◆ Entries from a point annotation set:

----

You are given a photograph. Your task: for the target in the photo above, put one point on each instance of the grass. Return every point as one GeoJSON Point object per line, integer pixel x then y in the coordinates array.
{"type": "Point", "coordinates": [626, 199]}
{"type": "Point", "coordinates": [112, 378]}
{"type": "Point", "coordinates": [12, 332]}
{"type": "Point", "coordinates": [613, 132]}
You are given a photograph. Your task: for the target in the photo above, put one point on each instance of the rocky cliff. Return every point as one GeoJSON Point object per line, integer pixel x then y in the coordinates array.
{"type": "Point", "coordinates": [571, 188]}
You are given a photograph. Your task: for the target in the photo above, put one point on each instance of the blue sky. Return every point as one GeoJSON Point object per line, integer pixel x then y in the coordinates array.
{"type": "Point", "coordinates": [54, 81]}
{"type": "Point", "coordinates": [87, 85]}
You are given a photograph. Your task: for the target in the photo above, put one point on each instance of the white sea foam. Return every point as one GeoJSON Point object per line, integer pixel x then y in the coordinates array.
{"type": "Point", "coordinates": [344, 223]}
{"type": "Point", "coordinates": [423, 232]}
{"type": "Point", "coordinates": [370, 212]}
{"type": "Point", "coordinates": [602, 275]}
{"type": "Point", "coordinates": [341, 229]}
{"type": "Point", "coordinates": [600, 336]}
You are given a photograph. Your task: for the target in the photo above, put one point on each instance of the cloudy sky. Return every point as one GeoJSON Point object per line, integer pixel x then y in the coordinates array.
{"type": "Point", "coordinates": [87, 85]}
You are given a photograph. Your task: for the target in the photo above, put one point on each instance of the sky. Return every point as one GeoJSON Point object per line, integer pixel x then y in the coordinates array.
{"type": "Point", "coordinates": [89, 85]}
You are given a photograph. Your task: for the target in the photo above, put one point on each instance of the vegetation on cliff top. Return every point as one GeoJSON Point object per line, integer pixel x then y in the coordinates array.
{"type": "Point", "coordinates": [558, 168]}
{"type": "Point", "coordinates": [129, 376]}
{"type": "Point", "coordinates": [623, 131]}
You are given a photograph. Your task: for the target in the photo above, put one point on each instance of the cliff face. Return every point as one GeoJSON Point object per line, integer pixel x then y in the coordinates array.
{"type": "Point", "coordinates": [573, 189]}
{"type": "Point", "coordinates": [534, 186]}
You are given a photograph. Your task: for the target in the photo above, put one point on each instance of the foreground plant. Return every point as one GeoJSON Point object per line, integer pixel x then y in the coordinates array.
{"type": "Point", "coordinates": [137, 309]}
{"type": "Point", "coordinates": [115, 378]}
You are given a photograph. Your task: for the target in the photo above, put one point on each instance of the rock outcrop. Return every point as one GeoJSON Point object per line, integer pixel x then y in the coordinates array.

----

Retype every line of the data above without any change.

◆ Answer:
You are given a photograph. Your task: for the target in the photo above, put one point on each instance of the grass. Return every point as one GeoJSON Point object per line, integer pixel x then y in the coordinates array.
{"type": "Point", "coordinates": [626, 199]}
{"type": "Point", "coordinates": [112, 378]}
{"type": "Point", "coordinates": [12, 332]}
{"type": "Point", "coordinates": [613, 132]}
You are given a photograph. Your task: for the target in the photo above, put one point on each instance of the rocky cliff. Return every point as one GeoJSON Point object per line, integer pixel x then y in the coordinates array.
{"type": "Point", "coordinates": [571, 188]}
You are given a photograph. Your task: for the target in the photo above, put one point on each instance of the blue sky. Return every point as one GeoJSON Point object per line, integer pixel x then y in the coordinates array.
{"type": "Point", "coordinates": [54, 81]}
{"type": "Point", "coordinates": [87, 85]}
You are given a photograph. Your task: for the target in the photo above, put one point on each instance of the white sea foam. Return every point as one GeoJSON Point object per line, integer pixel x then y in the coordinates array.
{"type": "Point", "coordinates": [344, 223]}
{"type": "Point", "coordinates": [423, 232]}
{"type": "Point", "coordinates": [370, 212]}
{"type": "Point", "coordinates": [602, 275]}
{"type": "Point", "coordinates": [341, 229]}
{"type": "Point", "coordinates": [600, 336]}
You are given a photograph. Your task: for the target in the photo above, put one point on each instance of the cloudy sky. Return every point as one GeoJSON Point object per line, integer pixel x then y in the coordinates array.
{"type": "Point", "coordinates": [87, 85]}
You are given a photograph. Your task: for the target in the photo above, put one point on each instance of the sky. Return every point as one GeoJSON Point object per line, integer pixel x then y in the coordinates array.
{"type": "Point", "coordinates": [89, 85]}
You are given a photograph. Your task: for the target in the photo above, put one point on each instance of the vegetation on cliff top. Return every point as one GeoJSON Point object per line, integer pixel x then y in the coordinates array.
{"type": "Point", "coordinates": [558, 168]}
{"type": "Point", "coordinates": [129, 376]}
{"type": "Point", "coordinates": [623, 131]}
You are given a photograph. Your task: for the target in the photo above, put one point on each instance of the cliff face. Return every point as one GeoJSON Point object per line, integer pixel x then y in the coordinates array.
{"type": "Point", "coordinates": [573, 189]}
{"type": "Point", "coordinates": [534, 186]}
You are given a photograph. Your task: for the target in the photo above, put one point on each instance of the foreground plant. Return every point as one GeoJSON Point object per line, integer pixel x then y in the coordinates array.
{"type": "Point", "coordinates": [137, 309]}
{"type": "Point", "coordinates": [115, 378]}
You are given a photograph. Your task: for the target in the photo above, put one point on each instance of the rock outcrop. Return every point as one GeoJSON Point object per line, integer pixel x then y in the coordinates array.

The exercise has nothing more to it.